In the entries below, find each line with the word "above" and pull it out.

Data in this exercise below:

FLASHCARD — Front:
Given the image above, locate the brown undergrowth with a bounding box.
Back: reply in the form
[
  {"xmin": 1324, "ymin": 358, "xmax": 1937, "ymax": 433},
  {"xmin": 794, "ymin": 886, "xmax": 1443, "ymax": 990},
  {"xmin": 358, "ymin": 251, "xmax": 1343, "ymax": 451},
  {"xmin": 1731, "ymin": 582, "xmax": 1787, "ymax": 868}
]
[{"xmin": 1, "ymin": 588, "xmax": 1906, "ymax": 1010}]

End of Data in this exercise.
Data in this exercise below:

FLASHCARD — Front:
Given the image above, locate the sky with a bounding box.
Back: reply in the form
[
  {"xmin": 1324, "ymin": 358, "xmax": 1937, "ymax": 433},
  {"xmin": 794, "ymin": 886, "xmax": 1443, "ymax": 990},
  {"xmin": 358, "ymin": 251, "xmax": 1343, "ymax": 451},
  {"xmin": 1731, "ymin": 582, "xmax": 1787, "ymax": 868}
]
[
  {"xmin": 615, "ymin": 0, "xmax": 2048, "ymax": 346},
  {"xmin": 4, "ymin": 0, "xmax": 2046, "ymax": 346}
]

End of Data in this exercise.

### Reply to the task
Given the image above, locate the brown undergrowth with a bounding box.
Given the image above, locate the sky with a bounding box.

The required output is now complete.